JOBS:
**1)** In the article on Milwaukee Public Library's new East Branch, how many apartments does the five-story complex include?
**2)** Please write the next part of the article on Milwaukee Public Library's new East Branch, picking up after its final sentence.

GIVEN PASSAGE:

After sixteen months of construction and many more of planning, Milwaukee Public Library's new East Branch opens its doors to the public.

The branch occupies the street level of a new five-story complex. It features 99 apartments that rise above and behind the library's walls.

Spokesperson Brooke VandeBerg says the new 16,000 square feet space  is Milwaukee Public Library’s second experiment in mixed-use construction. Villard Square Library was the first. It opened in 2011 and features 47 grand-family apartments above it - where the grandparent serves as the primary primary caregiver.

Rachel Collins manages the Villard Square branch, and is guiding the new East Library through this exciting time. Books are arriving, the staff is growing and the place is generally coming to life.

East’s book collection is smaller now. That’s just the nature of the way patrons use libraries today. There are fewer stacks and fewer shelves here.

Credit S Bence
Billy Borkenhagen with HGA Architects and library manager Rachel Collins.

It fell to architect Billy Borkenhagen and his colleagues to make the library as efficient and welcoming as possible.

INFORMATION GIVEN:
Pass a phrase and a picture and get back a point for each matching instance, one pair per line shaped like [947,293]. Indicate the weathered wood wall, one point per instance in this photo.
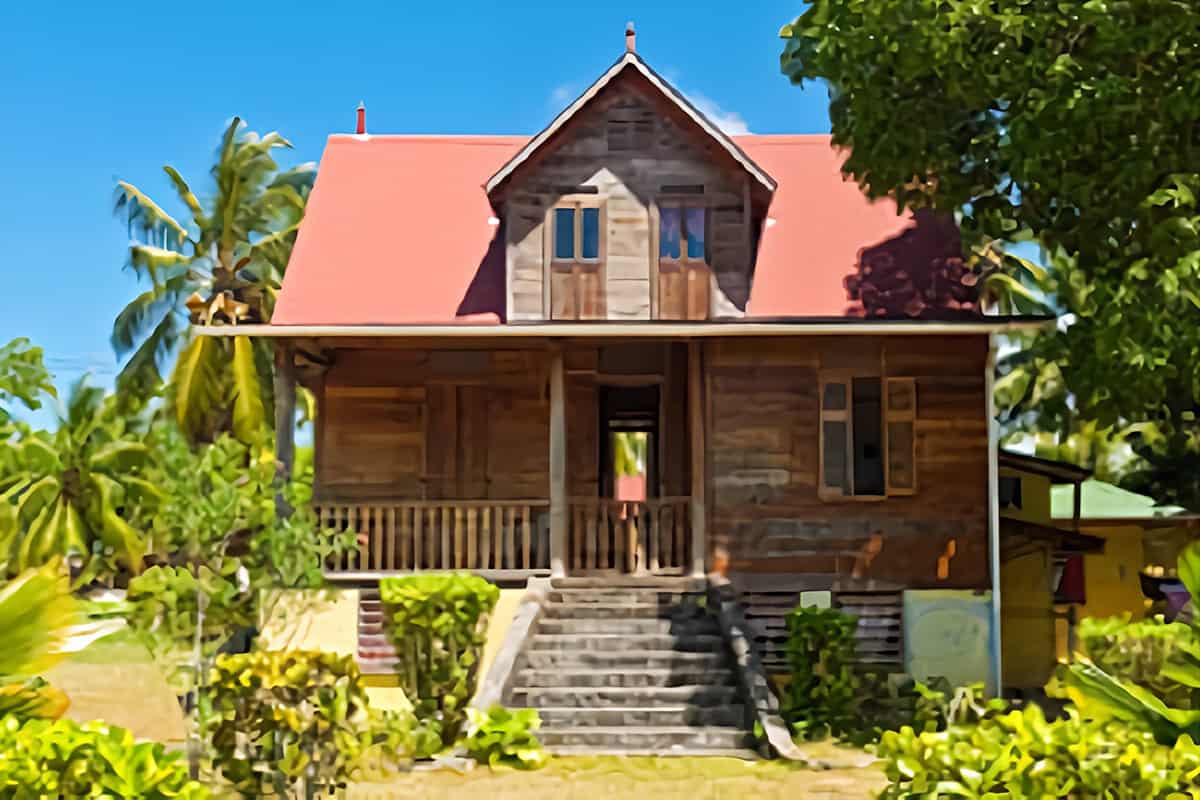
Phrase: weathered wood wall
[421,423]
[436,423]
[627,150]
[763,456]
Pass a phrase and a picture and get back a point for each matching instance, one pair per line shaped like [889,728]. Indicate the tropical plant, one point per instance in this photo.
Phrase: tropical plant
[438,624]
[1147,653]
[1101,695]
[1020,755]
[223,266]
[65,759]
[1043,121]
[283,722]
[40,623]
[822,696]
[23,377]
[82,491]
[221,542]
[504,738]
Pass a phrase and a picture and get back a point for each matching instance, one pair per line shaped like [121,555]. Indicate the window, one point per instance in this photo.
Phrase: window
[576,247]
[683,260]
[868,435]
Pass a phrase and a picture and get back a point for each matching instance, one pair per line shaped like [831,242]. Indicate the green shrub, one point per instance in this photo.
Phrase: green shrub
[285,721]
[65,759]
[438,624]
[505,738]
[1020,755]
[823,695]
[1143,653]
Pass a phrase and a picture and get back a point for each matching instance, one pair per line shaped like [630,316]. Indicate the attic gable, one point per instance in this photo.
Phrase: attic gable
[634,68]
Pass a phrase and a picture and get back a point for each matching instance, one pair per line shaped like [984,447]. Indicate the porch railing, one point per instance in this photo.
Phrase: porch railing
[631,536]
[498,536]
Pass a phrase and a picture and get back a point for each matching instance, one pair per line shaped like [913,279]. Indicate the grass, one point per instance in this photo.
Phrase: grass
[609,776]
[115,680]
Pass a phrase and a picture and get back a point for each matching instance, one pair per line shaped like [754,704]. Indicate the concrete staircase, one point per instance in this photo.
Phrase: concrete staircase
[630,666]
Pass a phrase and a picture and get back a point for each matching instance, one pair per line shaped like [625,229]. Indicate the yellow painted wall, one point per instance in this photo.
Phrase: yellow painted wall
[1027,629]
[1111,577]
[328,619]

* * *

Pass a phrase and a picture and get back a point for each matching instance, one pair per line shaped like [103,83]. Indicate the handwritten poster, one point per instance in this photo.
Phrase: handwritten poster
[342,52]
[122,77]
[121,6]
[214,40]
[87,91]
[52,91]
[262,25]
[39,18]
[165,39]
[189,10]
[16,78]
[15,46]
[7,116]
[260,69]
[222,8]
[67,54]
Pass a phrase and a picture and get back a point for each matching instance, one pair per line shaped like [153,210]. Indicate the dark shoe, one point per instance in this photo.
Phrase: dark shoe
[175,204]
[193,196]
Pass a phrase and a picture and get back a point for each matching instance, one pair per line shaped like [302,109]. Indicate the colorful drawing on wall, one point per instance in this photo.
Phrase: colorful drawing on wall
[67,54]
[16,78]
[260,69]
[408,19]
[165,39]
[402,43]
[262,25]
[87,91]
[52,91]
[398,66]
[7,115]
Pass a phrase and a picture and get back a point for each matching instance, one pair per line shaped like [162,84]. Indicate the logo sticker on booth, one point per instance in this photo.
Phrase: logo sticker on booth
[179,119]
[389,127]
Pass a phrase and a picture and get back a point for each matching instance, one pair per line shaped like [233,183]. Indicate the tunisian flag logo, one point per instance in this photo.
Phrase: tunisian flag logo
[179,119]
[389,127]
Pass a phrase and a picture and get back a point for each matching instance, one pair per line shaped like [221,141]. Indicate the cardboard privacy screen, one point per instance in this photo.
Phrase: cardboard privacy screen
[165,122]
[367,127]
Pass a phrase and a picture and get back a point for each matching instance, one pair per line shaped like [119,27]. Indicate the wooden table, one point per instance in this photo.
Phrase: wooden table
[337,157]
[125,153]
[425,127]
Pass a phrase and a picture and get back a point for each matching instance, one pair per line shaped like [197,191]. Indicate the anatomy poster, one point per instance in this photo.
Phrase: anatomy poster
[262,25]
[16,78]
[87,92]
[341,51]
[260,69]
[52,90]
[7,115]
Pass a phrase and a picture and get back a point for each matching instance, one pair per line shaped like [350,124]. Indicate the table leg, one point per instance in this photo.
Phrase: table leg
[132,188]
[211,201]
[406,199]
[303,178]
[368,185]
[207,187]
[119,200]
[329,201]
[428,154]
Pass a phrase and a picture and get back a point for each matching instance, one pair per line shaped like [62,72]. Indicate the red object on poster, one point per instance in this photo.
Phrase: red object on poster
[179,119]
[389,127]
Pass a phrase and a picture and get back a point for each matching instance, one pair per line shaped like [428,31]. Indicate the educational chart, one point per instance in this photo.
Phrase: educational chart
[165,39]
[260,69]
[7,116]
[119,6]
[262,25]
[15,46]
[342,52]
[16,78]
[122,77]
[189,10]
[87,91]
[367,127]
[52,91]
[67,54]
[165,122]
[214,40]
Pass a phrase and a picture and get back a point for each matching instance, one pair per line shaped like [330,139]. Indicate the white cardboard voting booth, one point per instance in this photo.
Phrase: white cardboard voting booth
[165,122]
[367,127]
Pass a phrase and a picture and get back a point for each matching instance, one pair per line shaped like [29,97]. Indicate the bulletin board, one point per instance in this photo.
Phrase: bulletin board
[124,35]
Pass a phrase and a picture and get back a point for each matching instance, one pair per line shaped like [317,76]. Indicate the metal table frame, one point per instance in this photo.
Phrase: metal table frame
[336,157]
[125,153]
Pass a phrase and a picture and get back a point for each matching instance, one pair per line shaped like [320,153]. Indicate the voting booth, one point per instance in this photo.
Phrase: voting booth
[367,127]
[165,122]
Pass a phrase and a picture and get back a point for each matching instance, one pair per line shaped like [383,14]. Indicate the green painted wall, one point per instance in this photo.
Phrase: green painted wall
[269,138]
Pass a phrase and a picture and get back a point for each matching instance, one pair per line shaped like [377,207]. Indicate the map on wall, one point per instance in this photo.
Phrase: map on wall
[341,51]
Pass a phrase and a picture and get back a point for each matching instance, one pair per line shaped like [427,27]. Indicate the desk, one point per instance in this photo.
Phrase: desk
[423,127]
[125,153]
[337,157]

RESULTS:
**1)** 99 apartments.

**2)**
He points to the library’s community room as the focal point. “Oftentimes rooms like that are tucked away at the back of the library," Borkenhagen says. "So by bringing to the front of the library, it’s kind of a gesture that suggests that it’s a very welcoming room.”

Manager Rachel Collins touts the cozy natural gas fireplace and other new gismos, such as the dual Induction sorter, “where you can return materials from the inside and then receive a receipt.”

Billy Borkenhagen says toilets have dual-flush and every light bulb is LED. "This building has automatic shades that can be programmed to react to the lighting conditions outside," he says. 

Here and there you spot white wall space. It’s painted glass, upon which manager Rachel Collins says library visitors are allowed – even encouraged– to scribble. “The whole area in our teen area – which we never had before – we have this marker wall that’s also magnetic and will give people the option to do some drawing and create some expression,” she says.

Beyond the patron-friendliness and energy-saving, Billy Borkenhagen says as much as possible, the bones of the old library have been incorporated into the new one.

The original East Branch opened south of here in 1909 – a single room offered by a generous Congregational Church. Its new address is the branch’s fifth incarnation and sits on the footprint of its predecessor – a stand-alone, single story brick structure - that opened in 1968.

Borkenhagen says its wood planks were incorporated into the new library’s ceiling. A a ribbon of richly-hued stained glass wraps artfully around a corner where ceiling meets wall. It too was salvaged from the previous library.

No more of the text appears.